Passage for review START
ADHD (Attention Deficit Hyperactivity Disorder) has been a debated topic for sometime. A lot of this has to do with its updated terms (ADD is no longer used to describe a type of ADHD), and the further understanding of the ‘disorder’ (not only boys have ADHD).
ADHD is a relatively new term, coined in 1902. In 1937, people began to use stimulants to treat ADHD, but there’s been various controversies about using medication (for children and adults), and there’s even some people who would like to suggest that ADHD is not a real condition at all. Some blame the behavior on bad parenting, or a laziness on the person’s fault. There’s also the worry that ADHD is over diagnosed, but some experts also think that it could be under diagnosed.
With all of this looming over, the legitimacy of the condition is always in question.
However, recent studies have shown that people with ADHD do have differences in several regions of the brain from those who don’t have the condition.
A study published in the Lancet in February concluded that ADHD is as a result of a slower maturity rate in the brain. This study was the largest brain imagery study of its kind.
The study found that “ADHD involves decreased volume in key brain regions, in particular the amygdala, which is responsible for regulating the emotions. “ Probably unsurprisingly to most, this seemed to effect children more than it did adults, though they showed a decreased volume in that brain region as well. In addition to this brain region, four other regions of the brain were showed to have a decreased size as well. These included the the caudate nucleus, putamen, nucleus accumbens, and the hippocampus.
This study shows that, without a doubt, ADHD is a real condition. And it does negatively effect the lives of those who have it, but those with ADHD will also tell you that there are some benefits to their minds working differently than the average person.
More research needs to be done to see how ADHD effects someone from childhood into adulthood.
Passage for review END
Task to complete:
Copy the passage about ADHD and brain differences above word for word, from beginning to end.
Listed entries START
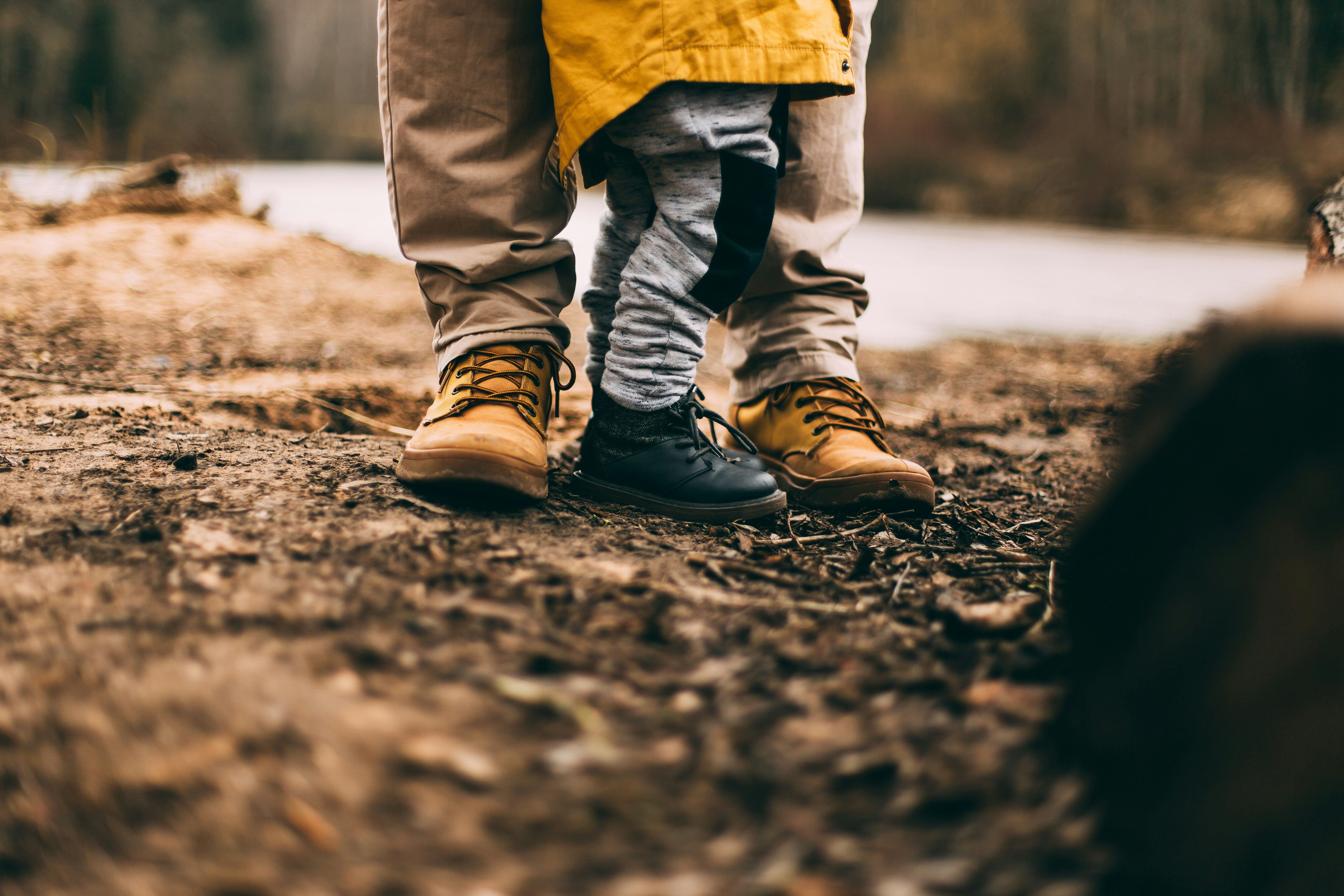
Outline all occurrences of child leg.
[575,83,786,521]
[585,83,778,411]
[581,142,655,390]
Listed entries END
Listed entries START
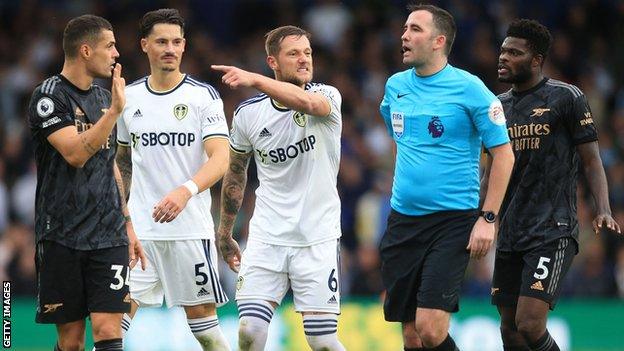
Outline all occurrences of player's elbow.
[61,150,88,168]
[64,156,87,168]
Listed entries END
Listed entries START
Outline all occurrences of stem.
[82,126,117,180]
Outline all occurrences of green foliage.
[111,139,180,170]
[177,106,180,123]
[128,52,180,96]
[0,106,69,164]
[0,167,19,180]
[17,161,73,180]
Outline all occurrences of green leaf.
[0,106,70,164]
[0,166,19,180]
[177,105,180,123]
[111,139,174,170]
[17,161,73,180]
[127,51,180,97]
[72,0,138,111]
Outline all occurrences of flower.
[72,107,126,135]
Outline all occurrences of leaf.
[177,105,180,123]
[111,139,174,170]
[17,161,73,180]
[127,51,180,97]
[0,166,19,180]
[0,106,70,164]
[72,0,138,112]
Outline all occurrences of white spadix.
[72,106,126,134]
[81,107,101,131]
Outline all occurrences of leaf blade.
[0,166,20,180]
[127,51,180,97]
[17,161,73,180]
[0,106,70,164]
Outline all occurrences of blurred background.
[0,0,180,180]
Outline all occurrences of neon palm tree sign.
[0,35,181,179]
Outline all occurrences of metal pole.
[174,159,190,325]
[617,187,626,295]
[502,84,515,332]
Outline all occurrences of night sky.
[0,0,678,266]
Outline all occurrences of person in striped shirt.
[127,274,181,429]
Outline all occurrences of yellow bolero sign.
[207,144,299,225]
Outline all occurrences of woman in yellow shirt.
Listed entries END
Exercise solution:
ADHD (Attention Deficit Hyperactivity Disorder) has been a debated topic for sometime. A lot of this has to do with its updated terms (ADD is no longer used to describe a type of ADHD), and the further understanding of the ‘disorder’ (not only boys have ADHD).
ADHD is a relatively new term, coined in 1902. In 1937, people began to use stimulants to treat ADHD, but there’s been various controversies about using medication (for children and adults), and there’s even some people who would like to suggest that ADHD is not a real condition at all. Some blame the behavior on bad parenting, or a laziness on the person’s fault. There’s also the worry that ADHD is over diagnosed, but some experts also think that it could be under diagnosed.
With all of this looming over, the legitimacy of the condition is always in question.
However, recent studies have shown that people with ADHD do have differences in several regions of the brain from those who don’t have the condition.
A study published in the Lancet in February concluded that ADHD is as a result of a slower maturity rate in the brain. This study was the largest brain imagery study of its kind.
The study found that “ADHD involves decreased volume in key brain regions, in particular the amygdala, which is responsible for regulating the emotions. “ Probably unsurprisingly to most, this seemed to effect children more than it did adults, though they showed a decreased volume in that brain region as well. In addition to this brain region, four other regions of the brain were showed to have a decreased size as well. These included the the caudate nucleus, putamen, nucleus accumbens, and the hippocampus.
This study shows that, without a doubt, ADHD is a real condition. And it does negatively effect the lives of those who have it, but those with ADHD will also tell you that there are some benefits to their minds working differently than the average person.
More research needs to be done to see how ADHD effects someone from childhood into adulthood.